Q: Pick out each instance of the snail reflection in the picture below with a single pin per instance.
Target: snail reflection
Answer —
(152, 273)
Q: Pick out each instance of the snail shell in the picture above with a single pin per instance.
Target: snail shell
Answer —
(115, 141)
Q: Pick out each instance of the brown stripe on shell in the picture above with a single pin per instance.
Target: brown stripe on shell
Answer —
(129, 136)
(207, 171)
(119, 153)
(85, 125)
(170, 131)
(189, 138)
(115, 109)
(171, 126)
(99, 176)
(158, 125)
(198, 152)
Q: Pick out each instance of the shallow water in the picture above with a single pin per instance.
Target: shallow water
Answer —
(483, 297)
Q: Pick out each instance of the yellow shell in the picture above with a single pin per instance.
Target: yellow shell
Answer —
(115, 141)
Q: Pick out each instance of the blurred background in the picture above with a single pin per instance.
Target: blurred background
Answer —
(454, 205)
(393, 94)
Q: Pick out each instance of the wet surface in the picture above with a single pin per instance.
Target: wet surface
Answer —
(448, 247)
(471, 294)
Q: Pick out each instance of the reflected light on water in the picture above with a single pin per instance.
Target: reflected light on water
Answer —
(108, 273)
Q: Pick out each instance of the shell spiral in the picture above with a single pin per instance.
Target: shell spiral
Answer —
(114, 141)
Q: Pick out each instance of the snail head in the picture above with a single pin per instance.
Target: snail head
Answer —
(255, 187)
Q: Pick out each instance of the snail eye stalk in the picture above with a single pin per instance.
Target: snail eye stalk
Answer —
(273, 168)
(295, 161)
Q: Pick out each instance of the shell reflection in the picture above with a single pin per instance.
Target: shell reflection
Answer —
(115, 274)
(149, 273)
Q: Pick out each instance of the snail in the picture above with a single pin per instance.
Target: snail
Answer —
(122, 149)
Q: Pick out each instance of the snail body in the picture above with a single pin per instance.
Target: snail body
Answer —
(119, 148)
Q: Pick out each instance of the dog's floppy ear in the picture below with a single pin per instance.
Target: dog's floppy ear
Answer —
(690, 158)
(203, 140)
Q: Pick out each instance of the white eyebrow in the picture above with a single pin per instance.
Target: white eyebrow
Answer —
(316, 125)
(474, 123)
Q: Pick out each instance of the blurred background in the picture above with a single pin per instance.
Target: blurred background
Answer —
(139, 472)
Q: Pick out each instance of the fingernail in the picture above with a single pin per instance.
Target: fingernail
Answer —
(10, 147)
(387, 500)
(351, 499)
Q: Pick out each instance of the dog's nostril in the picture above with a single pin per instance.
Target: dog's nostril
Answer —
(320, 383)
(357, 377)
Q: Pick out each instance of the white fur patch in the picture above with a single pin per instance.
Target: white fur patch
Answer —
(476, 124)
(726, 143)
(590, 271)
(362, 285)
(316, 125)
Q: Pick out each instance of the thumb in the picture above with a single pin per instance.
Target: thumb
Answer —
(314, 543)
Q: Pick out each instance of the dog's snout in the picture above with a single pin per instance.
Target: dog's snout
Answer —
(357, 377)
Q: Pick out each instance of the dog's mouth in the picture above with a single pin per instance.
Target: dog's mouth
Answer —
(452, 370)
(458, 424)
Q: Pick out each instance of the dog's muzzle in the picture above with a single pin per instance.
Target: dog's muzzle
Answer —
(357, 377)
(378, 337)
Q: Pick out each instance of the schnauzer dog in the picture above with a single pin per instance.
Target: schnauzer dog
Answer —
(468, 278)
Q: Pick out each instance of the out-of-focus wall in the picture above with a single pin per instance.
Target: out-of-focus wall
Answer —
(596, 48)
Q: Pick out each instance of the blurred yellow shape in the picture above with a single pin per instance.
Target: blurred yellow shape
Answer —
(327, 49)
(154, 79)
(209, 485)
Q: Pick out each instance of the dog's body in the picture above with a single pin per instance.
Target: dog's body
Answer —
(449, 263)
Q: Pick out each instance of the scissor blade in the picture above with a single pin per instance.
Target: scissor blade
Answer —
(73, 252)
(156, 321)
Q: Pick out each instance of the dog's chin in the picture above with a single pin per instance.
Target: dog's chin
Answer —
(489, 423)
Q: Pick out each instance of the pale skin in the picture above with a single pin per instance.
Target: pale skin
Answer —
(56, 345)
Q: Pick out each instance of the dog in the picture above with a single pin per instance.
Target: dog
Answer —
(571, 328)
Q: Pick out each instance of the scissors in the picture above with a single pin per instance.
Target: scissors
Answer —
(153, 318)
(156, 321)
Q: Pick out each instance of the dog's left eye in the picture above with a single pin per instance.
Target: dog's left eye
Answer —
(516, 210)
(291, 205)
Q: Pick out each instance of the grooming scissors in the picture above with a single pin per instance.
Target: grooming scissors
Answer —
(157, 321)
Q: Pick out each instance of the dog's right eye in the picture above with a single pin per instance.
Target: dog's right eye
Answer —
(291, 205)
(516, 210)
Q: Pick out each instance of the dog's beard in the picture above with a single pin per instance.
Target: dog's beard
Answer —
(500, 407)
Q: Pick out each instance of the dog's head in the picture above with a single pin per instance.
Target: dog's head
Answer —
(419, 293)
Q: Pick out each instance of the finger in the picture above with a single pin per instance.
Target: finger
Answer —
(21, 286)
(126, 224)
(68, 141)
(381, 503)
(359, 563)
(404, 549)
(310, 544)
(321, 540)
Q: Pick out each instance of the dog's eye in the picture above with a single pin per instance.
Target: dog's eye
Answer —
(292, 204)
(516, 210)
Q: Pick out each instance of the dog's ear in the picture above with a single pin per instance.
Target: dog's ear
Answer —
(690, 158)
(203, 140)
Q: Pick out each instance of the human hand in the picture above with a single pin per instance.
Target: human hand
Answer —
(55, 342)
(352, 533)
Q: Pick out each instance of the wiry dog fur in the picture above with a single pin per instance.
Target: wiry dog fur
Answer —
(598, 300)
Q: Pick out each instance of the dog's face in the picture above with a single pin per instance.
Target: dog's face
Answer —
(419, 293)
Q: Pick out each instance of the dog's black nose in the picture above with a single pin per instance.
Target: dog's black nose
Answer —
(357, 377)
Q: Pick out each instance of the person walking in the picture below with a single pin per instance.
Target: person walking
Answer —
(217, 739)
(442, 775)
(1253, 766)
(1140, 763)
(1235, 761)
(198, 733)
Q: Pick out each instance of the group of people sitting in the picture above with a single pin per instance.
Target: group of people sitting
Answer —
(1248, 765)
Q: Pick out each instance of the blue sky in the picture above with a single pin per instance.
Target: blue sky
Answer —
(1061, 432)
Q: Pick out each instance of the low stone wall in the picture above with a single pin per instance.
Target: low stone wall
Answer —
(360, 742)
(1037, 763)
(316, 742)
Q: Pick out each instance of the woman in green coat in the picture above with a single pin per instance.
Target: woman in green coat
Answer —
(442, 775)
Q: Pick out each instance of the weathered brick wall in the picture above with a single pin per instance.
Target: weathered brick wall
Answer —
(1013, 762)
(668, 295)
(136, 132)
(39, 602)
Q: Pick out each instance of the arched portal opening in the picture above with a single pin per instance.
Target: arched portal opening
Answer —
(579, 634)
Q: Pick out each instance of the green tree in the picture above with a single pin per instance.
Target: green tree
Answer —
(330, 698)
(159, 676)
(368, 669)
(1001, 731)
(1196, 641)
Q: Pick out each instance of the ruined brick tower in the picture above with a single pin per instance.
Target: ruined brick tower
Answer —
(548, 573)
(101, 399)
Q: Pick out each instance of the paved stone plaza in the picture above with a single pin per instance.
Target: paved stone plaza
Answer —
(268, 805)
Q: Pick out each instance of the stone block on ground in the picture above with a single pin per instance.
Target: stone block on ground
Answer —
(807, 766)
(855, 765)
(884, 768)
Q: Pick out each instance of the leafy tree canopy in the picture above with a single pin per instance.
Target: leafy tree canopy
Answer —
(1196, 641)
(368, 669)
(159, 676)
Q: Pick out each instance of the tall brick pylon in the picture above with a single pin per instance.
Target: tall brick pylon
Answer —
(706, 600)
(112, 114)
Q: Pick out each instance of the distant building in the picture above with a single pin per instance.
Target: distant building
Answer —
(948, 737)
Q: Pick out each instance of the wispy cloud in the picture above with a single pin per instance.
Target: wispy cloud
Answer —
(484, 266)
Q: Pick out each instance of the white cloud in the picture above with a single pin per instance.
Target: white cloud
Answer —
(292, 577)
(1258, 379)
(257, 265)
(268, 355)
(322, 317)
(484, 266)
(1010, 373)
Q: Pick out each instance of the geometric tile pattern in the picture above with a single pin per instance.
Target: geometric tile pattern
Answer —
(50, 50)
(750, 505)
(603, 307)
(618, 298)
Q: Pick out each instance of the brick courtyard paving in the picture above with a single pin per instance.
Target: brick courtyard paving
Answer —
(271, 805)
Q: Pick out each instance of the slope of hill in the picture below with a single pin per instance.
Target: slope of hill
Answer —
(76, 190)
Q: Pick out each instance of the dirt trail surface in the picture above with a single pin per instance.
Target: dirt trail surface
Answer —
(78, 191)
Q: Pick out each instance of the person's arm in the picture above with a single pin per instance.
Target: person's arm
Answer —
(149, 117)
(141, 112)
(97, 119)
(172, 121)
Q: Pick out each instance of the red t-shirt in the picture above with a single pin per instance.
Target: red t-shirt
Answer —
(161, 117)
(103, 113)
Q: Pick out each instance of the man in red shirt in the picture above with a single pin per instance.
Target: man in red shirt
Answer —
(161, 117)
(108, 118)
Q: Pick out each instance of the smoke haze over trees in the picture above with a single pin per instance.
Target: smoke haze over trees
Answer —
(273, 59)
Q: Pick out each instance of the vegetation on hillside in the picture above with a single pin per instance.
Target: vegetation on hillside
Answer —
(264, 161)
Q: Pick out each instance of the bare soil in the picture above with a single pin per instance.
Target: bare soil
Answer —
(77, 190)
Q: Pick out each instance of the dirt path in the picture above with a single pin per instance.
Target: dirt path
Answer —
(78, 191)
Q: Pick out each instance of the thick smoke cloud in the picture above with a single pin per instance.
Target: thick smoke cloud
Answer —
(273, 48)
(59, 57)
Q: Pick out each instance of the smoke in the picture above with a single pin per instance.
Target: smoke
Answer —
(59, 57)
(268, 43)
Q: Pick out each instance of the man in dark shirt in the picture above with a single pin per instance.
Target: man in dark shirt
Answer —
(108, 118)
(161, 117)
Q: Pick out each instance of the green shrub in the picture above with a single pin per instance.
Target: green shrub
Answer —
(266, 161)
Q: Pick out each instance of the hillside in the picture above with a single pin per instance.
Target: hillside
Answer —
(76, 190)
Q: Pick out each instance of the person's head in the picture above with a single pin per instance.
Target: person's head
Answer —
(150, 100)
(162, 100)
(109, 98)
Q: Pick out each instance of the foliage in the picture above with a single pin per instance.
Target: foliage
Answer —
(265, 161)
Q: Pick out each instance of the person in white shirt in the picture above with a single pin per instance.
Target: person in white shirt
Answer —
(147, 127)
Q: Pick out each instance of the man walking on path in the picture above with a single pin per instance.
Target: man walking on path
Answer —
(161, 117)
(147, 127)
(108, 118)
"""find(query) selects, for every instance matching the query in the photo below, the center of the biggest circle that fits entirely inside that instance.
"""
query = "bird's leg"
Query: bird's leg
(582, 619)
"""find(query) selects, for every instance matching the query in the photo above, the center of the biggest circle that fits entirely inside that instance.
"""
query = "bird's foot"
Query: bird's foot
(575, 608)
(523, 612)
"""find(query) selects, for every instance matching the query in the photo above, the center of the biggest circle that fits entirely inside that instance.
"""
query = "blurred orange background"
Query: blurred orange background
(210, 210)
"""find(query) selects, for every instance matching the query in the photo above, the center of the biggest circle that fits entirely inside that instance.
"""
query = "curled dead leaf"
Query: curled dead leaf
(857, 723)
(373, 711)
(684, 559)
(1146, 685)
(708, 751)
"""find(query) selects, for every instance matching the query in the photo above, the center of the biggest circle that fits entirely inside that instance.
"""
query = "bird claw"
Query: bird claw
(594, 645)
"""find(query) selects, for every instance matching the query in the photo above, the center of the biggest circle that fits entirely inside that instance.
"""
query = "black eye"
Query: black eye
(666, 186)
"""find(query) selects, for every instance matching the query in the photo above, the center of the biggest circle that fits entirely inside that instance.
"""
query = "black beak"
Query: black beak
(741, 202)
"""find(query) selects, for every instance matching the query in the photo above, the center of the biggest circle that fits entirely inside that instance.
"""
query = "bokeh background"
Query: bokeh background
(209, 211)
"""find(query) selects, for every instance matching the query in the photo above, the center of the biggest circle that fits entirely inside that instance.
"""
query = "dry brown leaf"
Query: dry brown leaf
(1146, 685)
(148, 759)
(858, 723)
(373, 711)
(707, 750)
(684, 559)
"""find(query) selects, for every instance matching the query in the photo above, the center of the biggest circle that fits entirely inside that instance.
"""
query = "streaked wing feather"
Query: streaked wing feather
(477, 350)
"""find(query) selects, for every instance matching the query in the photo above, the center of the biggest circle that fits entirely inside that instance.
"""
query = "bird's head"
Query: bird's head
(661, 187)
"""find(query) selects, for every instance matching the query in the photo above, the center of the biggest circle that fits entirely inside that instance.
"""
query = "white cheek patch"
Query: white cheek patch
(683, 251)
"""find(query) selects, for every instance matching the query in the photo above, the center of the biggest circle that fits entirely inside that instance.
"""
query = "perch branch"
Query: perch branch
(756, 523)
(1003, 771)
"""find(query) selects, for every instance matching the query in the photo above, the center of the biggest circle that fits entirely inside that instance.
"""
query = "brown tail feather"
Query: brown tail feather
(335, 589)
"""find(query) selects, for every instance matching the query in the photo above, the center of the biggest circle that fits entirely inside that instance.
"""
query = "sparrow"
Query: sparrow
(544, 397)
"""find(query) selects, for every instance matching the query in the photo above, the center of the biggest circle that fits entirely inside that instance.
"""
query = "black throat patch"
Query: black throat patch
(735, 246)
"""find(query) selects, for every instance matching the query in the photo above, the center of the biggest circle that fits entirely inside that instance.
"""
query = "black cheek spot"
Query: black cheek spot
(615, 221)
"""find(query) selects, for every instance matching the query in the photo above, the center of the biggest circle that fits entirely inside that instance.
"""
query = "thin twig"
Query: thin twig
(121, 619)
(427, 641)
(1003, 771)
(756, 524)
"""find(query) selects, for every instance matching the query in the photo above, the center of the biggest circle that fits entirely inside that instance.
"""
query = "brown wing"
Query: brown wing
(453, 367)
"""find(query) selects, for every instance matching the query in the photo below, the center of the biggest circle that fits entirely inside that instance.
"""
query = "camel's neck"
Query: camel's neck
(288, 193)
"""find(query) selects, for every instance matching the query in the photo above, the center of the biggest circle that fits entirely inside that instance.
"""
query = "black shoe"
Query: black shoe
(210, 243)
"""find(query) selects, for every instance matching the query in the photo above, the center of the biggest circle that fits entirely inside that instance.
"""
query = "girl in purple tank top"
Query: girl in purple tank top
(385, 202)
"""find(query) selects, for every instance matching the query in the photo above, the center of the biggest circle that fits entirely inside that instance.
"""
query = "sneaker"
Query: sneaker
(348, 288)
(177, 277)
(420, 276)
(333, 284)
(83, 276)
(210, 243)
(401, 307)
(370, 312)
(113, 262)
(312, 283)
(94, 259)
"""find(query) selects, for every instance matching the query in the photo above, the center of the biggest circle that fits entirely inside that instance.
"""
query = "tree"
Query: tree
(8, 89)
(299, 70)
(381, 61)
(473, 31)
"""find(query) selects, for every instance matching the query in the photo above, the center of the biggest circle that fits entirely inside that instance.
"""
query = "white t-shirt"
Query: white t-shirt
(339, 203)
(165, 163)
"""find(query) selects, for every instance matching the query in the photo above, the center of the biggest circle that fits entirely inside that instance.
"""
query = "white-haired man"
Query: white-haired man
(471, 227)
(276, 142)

* Requirement *
Print the listing above from its first line through the line with "Q: Pick out each instance of the snail shell", and stop there.

* Output of the exercise *
Q: Pick out each instance of the snail reflection in the picture below with a single pin per instance.
Target: snail reflection
Answer —
(152, 273)
Q: Pick out each instance of the snail shell in the picture above with a single pin per instance.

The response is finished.